Task instructions: Each of the records that follow needs an exact reproduction.

*** Dataset content Section Begins ***

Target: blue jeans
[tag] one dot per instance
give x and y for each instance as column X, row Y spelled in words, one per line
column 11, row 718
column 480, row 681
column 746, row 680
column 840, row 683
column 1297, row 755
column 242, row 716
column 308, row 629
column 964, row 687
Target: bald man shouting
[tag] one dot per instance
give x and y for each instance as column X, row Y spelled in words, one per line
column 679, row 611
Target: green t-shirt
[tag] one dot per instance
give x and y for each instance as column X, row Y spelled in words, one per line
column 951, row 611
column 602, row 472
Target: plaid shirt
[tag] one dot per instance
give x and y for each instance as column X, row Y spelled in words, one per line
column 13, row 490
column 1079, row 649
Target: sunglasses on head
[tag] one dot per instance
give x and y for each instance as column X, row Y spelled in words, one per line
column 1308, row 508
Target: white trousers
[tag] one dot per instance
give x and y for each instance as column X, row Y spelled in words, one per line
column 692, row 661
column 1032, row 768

*** Dataset content Section Ends ***

Response to this exercise:
Target: blue jeans
[tag] one dot per instance
give x and y for each instance as column X, row Y spelled in words, one per line
column 11, row 718
column 480, row 681
column 746, row 680
column 840, row 683
column 1297, row 755
column 242, row 716
column 308, row 629
column 964, row 687
Target: bald man shouting
[tag] one dot per instance
give x and y for each instance as column X, row Y spelled in words, one per line
column 679, row 611
Target: green t-shirt
[tag] one dot per instance
give x and y for each instance as column X, row Y spelled in words, one per line
column 951, row 611
column 602, row 472
Target: plaid shirt
[tag] one dot per instance
give x and y for each instance as column X, row Y spelled in words, one per line
column 13, row 490
column 1079, row 649
Target: sunglasses on head
[tag] one dot per instance
give x and y for each instance as column X, row Y spelled in words, one per line
column 1308, row 508
Target: white trousers
[tag] one dot per instance
give x and y for each instance as column X, row Y spelled in words, one per line
column 692, row 661
column 1032, row 768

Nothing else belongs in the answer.